### GIVEN RECORDS
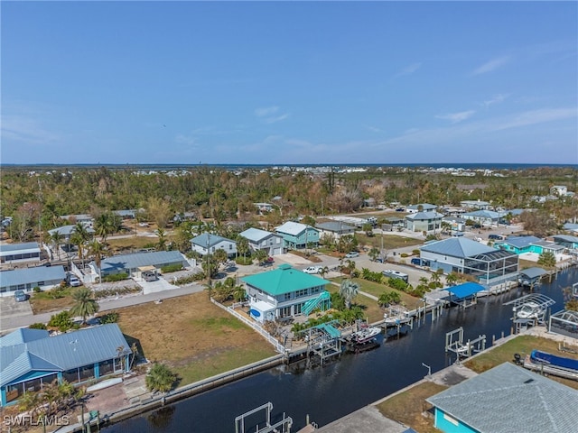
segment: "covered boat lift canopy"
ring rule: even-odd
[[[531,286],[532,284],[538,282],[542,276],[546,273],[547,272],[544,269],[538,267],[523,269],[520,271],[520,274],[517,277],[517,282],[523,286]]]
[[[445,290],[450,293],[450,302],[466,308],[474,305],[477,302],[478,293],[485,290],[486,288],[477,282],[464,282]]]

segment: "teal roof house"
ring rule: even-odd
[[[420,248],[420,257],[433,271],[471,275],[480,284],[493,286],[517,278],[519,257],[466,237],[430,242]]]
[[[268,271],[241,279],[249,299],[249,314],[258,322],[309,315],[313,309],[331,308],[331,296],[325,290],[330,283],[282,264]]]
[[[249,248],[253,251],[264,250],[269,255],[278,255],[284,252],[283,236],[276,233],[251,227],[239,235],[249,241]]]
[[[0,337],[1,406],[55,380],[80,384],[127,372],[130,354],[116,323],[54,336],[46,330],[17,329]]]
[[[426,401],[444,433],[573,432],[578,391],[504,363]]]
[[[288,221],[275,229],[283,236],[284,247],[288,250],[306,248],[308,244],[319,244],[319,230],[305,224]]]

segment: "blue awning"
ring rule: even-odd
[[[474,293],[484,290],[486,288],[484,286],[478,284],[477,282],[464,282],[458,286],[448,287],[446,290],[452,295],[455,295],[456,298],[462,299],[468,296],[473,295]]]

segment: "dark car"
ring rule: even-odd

### GOAL
Omit the images and transcribe all of the records above word for word.

### THE ANSWER
segment: "covered boat lift canopy"
ring rule: even-odd
[[[531,286],[532,284],[538,282],[542,276],[546,273],[547,272],[544,269],[538,267],[523,269],[520,271],[520,274],[517,277],[517,282],[523,286]]]
[[[445,290],[450,293],[450,302],[466,308],[474,305],[477,302],[478,293],[485,290],[486,288],[477,282],[464,282]]]

segment: "teal roof house"
ring rule: even-odd
[[[420,248],[420,257],[433,271],[471,275],[480,284],[493,286],[517,278],[519,257],[466,237],[430,242]]]
[[[268,271],[241,279],[249,299],[249,314],[258,322],[309,315],[313,309],[331,308],[331,296],[325,290],[330,283],[282,264]]]
[[[249,248],[253,251],[264,250],[269,255],[278,255],[284,252],[283,236],[276,233],[251,227],[239,235],[249,241]]]
[[[0,337],[1,406],[55,380],[80,384],[127,372],[130,354],[116,323],[54,336],[46,330],[17,329]]]
[[[426,401],[444,433],[573,432],[578,391],[504,363]]]
[[[288,221],[275,229],[283,236],[284,247],[288,250],[306,248],[308,244],[319,244],[319,230],[305,224]]]

segment: "blue awning"
ring rule: even-odd
[[[474,293],[484,290],[486,288],[484,286],[478,284],[477,282],[464,282],[458,286],[448,287],[446,290],[452,295],[455,295],[456,298],[462,299],[468,296],[473,295]]]

segment: "dark car"
ring rule: even-odd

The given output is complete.